Exercise: Return the lines beginning at the one that contains "of the window" and continuing to the end of the entries, including both ends, exactly as written and nothing else.

Supplied records:

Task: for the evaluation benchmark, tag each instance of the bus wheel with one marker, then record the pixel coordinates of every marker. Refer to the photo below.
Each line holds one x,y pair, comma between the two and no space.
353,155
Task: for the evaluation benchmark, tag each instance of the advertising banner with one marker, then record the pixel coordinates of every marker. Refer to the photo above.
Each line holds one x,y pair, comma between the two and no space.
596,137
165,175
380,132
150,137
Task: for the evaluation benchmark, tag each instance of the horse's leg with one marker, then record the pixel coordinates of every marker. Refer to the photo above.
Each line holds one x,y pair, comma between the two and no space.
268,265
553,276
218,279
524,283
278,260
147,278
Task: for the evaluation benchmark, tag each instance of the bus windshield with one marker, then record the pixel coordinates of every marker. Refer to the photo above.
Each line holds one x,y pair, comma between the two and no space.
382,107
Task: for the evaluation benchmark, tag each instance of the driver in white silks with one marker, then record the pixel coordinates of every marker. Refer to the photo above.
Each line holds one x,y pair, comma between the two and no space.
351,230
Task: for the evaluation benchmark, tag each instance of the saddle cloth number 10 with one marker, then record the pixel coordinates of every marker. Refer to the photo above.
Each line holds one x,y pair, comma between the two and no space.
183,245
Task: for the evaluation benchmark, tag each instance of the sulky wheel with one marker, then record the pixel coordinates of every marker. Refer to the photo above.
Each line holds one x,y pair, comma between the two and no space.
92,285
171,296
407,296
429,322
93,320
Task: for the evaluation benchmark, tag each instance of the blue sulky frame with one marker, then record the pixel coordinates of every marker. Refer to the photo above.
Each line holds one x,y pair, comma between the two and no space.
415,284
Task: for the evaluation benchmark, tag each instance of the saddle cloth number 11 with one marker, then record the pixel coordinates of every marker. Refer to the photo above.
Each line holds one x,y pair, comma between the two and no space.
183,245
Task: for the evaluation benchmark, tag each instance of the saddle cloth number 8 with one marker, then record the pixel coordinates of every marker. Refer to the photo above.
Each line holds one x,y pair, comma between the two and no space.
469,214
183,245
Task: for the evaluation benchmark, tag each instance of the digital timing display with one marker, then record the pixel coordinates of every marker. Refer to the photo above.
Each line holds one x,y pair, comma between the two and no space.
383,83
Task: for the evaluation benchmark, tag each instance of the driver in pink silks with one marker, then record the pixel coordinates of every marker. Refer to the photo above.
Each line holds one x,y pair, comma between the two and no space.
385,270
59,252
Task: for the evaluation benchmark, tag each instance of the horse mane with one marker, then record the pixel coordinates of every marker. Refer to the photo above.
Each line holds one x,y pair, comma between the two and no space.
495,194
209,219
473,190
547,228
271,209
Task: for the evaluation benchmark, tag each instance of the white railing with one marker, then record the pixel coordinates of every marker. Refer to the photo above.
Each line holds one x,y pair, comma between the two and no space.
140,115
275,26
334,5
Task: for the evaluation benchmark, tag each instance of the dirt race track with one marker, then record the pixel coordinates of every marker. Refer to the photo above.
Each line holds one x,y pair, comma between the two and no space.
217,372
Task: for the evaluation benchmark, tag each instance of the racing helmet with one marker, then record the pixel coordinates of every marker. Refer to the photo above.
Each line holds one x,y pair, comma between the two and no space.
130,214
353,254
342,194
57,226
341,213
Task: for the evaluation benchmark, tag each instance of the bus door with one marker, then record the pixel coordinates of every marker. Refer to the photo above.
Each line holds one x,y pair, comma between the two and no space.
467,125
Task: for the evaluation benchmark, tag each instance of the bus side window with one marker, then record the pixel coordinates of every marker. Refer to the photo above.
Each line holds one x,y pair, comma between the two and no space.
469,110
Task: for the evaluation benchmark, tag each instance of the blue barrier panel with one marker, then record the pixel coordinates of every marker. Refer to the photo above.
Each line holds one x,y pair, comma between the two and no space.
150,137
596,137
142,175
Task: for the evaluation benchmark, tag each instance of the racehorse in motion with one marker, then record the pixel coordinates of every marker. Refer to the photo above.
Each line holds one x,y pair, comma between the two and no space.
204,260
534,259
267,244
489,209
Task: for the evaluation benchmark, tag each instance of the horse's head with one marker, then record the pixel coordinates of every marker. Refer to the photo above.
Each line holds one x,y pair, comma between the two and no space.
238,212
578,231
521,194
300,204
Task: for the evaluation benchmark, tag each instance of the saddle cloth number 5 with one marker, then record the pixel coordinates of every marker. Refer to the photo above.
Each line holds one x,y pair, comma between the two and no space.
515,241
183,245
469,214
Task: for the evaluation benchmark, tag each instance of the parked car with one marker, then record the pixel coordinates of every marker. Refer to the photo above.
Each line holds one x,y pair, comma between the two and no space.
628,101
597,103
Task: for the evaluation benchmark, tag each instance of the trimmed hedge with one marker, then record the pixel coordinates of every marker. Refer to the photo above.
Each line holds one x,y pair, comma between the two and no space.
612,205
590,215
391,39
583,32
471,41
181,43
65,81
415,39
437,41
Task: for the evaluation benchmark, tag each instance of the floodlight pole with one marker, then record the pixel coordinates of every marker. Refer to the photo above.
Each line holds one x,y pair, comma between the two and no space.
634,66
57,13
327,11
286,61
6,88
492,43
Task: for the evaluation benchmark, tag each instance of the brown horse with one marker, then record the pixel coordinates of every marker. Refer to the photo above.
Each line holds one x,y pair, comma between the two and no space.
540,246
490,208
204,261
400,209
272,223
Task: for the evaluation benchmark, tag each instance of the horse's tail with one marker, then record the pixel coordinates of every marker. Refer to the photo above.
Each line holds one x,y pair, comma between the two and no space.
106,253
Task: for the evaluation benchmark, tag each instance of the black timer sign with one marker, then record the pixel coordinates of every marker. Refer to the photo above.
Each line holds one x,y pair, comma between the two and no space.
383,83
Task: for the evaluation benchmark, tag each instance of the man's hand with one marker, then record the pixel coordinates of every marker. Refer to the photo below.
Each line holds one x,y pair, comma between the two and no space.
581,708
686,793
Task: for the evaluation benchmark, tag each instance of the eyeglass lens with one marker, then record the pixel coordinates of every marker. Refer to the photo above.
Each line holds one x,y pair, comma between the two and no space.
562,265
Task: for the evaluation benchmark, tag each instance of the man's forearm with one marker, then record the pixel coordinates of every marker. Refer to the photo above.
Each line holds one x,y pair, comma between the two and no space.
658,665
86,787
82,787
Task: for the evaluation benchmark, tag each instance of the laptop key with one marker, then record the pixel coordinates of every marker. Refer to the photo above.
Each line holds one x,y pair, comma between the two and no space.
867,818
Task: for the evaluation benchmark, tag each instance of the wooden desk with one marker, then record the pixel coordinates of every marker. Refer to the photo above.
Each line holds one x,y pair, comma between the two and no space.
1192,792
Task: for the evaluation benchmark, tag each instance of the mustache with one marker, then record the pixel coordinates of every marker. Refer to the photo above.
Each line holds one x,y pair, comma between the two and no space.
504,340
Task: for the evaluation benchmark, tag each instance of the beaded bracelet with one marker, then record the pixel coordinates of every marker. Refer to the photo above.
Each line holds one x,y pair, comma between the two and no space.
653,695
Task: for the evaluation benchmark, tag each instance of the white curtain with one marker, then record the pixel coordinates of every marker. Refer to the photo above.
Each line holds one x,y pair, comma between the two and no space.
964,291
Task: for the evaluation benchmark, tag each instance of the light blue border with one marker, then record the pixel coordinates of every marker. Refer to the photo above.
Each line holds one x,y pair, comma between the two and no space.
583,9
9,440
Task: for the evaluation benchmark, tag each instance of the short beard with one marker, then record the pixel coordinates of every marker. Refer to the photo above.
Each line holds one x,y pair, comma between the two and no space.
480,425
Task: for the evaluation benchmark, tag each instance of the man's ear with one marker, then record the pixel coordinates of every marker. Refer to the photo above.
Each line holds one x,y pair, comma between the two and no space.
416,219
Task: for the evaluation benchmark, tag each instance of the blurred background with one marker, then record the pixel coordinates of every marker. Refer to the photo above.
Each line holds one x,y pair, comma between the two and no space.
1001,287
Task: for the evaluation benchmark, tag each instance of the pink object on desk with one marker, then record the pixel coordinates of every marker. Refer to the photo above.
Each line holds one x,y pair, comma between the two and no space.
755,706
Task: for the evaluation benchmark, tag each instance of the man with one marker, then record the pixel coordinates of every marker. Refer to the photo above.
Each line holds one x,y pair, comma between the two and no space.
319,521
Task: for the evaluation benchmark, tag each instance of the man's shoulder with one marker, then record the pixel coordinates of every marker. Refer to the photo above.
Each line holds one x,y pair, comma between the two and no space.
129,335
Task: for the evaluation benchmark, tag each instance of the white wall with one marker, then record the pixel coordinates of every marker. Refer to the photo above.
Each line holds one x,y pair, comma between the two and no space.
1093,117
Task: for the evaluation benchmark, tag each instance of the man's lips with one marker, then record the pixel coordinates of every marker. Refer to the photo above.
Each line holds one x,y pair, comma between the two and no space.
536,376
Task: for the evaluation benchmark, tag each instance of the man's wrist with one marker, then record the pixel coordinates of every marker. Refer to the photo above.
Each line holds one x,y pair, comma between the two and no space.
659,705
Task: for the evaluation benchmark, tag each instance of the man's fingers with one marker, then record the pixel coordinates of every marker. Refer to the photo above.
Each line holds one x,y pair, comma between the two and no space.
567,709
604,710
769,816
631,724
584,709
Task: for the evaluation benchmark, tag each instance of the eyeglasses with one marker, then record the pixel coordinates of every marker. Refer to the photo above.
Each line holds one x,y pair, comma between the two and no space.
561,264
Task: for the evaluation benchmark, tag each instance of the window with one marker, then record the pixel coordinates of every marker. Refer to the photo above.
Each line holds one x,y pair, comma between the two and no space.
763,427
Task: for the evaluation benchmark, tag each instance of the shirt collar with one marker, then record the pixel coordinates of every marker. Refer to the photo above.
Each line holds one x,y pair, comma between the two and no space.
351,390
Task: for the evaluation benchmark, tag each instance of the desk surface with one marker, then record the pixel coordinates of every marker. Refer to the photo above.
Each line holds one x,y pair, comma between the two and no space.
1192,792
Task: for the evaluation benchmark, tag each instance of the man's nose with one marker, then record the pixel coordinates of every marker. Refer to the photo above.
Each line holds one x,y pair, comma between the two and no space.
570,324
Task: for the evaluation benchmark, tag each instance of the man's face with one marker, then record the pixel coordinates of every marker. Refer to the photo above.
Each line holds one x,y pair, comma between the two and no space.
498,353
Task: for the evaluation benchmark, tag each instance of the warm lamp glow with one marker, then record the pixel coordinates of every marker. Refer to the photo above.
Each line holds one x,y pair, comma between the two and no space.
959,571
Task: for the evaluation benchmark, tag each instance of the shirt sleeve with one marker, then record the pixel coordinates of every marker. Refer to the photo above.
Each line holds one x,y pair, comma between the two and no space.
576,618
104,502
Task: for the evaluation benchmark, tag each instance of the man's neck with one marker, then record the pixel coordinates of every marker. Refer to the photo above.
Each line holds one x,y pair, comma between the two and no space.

Finished answer:
Task: for the evaluation benchmark, tag each instance of the window with one marker, then record the pixel coordinates of every marker. Refer to the photo above.
Each line holds one x,y pair, comma between the two and no space.
763,427
Task: for the evaluation benchmark, tag each instance of the shirt collar with one marker, then record the pixel coordinates of every marker. Refer to the photo above.
Each line holds one x,y pair, comma between the two and no space.
351,390
Task: for the evaluation benchmark, tag each instance of the desk surface with one marker, then record the pixel coordinates of every marker. Refer to the photo above.
Each line holds one x,y pair, comma between the two and no space.
1192,792
Task: for the evaluation benchmark, tag each instance of the man's nose with one marker, then record the pixel coordinates of every marker. Refer to the photo above.
Each line holds one x,y pair, comma between the two and no space.
570,324
Task: for the evaluation benchmark, tag each instance of the man's face with one marker, then record the pixel coordinates of every marker. Refer to the photo above.
Each line holds one x,y pair, comma between the two and no space.
498,353
Task: for the evaluation benchmark, tag each instance of the warm lamp glow with one marker, then record the pixel coordinates of every marker. Refer to the photo above.
Each line holds one x,y pair, comma between the two and no space.
959,571
Task: for the evaluation benchmark, tag each instance of the shirt sleeve with one marker, then record the pixel coordinates of every marker. Refer to the photo above.
Each line holds one x,y pair, comma between the two and no space.
576,618
104,502
Task: for the evaluation benchmark, tag each instance of the man's neck with one marker, then record the pixel coordinates of every marker. Refer to the photo above.
Each line holds one x,y pair, comma between the two and no space.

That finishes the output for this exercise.